- [What to work on] Where a line of the records holds the string "road", copy that line.

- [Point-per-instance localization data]

══════

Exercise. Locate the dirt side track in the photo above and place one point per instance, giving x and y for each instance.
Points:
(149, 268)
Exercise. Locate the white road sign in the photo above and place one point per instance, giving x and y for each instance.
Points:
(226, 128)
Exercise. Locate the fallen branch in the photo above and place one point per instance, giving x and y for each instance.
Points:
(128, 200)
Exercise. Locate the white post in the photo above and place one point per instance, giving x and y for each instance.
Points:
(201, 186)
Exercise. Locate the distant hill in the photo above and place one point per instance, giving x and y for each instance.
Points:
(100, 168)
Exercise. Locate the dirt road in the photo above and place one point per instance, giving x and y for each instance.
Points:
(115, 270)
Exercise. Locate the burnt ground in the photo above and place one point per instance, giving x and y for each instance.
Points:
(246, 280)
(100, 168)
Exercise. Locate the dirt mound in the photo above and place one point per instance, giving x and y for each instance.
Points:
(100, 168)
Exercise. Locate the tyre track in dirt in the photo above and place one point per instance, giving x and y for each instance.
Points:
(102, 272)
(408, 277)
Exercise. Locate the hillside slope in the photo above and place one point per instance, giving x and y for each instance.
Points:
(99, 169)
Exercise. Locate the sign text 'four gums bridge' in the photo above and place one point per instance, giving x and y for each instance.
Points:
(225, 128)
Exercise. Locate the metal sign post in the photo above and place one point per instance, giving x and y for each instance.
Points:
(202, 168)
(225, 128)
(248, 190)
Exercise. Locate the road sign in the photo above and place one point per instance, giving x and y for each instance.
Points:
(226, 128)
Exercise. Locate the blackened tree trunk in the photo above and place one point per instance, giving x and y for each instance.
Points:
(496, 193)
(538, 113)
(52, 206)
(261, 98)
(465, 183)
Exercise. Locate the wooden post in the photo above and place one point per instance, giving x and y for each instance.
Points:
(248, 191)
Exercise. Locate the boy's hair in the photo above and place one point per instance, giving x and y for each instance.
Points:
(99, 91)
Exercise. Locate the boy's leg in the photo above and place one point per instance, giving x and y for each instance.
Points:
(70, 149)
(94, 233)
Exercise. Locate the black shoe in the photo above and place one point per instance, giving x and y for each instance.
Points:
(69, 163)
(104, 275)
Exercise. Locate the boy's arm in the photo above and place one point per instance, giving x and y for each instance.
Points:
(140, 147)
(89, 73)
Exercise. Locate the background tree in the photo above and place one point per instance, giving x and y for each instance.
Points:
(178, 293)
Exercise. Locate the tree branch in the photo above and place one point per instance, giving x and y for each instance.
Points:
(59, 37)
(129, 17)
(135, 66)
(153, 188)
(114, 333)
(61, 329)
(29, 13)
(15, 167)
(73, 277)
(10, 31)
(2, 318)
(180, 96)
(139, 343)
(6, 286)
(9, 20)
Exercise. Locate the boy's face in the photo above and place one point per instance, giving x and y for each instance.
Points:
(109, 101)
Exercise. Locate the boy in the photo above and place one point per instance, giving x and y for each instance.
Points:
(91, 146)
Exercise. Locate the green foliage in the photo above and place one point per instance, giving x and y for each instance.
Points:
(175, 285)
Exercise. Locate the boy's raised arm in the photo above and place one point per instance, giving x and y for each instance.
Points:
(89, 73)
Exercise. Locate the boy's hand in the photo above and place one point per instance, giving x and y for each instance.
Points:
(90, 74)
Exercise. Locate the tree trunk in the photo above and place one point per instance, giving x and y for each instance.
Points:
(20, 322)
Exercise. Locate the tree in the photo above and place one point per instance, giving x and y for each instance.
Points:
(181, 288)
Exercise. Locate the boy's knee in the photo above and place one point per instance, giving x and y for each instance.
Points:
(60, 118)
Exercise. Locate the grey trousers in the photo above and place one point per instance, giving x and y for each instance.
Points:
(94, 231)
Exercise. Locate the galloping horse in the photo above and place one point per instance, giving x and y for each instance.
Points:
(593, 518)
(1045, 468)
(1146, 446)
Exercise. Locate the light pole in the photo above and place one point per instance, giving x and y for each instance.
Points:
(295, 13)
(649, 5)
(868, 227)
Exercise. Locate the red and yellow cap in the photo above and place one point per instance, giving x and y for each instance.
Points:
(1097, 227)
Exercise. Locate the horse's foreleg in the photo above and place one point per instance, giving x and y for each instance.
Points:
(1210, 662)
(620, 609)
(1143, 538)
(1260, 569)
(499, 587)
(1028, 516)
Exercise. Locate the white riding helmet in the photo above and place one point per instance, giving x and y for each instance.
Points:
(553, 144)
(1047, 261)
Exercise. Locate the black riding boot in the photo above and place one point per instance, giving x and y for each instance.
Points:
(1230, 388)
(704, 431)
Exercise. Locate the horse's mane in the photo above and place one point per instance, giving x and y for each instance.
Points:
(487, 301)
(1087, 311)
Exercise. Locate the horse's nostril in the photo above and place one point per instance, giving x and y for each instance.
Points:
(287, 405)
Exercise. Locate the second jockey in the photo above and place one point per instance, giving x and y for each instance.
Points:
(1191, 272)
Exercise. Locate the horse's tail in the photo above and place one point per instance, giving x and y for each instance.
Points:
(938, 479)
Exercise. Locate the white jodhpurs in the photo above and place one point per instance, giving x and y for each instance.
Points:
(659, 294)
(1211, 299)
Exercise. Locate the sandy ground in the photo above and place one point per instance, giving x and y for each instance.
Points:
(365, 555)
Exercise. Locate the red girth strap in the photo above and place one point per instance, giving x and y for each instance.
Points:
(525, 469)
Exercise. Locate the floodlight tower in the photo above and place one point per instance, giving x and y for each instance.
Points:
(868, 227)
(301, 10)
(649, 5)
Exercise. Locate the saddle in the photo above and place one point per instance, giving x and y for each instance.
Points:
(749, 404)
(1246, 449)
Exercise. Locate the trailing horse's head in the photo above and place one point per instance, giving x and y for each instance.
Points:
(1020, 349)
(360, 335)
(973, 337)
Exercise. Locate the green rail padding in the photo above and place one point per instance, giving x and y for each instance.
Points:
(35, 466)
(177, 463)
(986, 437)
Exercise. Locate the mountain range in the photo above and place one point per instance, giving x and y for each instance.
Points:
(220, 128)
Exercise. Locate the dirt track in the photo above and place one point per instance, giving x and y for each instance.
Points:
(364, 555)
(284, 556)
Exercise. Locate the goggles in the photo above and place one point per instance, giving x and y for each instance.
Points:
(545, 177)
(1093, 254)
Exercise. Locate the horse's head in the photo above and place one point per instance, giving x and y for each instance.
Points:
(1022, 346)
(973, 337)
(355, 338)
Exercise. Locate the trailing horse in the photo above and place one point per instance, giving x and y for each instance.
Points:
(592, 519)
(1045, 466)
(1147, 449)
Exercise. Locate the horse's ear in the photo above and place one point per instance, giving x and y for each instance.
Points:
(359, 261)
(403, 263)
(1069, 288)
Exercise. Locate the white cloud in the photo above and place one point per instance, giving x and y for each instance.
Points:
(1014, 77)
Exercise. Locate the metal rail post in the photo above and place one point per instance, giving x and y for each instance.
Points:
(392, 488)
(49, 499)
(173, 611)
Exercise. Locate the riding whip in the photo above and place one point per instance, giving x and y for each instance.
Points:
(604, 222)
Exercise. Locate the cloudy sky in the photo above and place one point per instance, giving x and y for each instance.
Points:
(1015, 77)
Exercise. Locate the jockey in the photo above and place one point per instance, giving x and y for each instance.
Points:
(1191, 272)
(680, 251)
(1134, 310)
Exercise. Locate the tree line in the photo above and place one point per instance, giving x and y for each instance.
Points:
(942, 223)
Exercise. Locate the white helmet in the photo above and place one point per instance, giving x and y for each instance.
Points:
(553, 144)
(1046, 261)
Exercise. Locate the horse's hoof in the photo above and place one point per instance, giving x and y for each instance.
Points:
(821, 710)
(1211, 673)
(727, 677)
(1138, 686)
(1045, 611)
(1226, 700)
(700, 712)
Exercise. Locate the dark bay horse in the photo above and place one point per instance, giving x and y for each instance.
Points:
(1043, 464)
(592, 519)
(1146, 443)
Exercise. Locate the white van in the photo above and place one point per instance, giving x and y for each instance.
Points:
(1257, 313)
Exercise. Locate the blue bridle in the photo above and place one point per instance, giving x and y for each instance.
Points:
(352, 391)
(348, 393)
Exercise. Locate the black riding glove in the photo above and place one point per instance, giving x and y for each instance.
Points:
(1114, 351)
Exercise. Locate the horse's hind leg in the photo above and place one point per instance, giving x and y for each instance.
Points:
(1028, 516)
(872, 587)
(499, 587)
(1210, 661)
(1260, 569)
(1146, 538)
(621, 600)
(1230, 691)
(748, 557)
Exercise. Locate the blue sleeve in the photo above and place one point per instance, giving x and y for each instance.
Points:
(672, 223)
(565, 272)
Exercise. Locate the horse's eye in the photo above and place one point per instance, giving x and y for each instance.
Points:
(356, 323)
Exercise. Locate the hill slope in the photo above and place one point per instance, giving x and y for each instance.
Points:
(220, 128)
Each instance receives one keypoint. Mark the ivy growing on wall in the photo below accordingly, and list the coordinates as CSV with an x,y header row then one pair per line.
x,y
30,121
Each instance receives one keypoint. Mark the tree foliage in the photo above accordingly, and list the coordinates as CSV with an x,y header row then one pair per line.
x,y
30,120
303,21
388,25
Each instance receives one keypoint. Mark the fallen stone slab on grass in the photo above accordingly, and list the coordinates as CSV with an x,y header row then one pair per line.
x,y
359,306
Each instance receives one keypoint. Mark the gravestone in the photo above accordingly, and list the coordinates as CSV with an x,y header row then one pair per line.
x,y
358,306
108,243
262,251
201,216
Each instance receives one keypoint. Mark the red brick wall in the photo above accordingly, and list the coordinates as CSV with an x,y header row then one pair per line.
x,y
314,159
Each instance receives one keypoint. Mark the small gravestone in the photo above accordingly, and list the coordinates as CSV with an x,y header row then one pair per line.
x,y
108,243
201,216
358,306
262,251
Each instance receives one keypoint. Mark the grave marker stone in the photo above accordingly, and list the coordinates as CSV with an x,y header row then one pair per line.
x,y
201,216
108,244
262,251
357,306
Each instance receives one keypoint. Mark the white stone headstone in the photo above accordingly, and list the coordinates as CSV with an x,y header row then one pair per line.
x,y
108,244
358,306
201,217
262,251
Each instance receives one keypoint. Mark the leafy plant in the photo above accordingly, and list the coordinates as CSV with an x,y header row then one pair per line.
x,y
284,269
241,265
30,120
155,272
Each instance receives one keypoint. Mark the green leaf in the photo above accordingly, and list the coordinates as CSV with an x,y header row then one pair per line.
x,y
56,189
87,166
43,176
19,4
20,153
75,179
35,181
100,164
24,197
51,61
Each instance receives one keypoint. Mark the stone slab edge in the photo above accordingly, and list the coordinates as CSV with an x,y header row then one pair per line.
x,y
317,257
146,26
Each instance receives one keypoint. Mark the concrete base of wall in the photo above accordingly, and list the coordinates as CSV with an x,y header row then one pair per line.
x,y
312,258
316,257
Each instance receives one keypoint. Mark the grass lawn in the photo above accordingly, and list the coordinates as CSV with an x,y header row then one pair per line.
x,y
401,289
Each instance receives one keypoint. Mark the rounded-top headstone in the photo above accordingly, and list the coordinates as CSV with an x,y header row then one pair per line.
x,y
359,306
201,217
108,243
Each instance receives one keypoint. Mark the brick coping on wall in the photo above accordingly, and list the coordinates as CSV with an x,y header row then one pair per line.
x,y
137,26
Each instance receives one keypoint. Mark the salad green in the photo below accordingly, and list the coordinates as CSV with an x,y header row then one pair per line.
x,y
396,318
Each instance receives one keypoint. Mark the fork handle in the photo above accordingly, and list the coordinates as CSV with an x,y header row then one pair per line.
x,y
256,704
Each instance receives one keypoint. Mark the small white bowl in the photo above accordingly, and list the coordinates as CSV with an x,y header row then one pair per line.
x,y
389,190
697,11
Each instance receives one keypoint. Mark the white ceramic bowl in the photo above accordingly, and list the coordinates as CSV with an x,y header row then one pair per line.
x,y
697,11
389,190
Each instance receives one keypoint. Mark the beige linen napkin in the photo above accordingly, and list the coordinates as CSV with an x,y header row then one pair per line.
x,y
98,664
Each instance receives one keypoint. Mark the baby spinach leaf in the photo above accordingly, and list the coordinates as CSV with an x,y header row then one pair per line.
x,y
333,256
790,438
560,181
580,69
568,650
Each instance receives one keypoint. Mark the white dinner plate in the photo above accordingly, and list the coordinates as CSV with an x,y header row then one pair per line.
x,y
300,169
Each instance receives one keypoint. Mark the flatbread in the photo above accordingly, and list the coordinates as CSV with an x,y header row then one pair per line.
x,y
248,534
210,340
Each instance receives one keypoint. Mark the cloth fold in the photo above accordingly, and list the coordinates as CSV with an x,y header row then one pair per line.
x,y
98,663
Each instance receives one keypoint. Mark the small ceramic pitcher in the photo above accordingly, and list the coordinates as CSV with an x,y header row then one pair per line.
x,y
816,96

══════

- [Written response]
Exercise. Locate the white road sign in the photo above and place one point per instance, giving x and y for each instance.
Exercise. Locate the dirt road in the photo above and place one point per instance, giving x and y for each instance.
Exercise. Locate the road sign in the photo above and place one point per instance, giving x and y for each instance.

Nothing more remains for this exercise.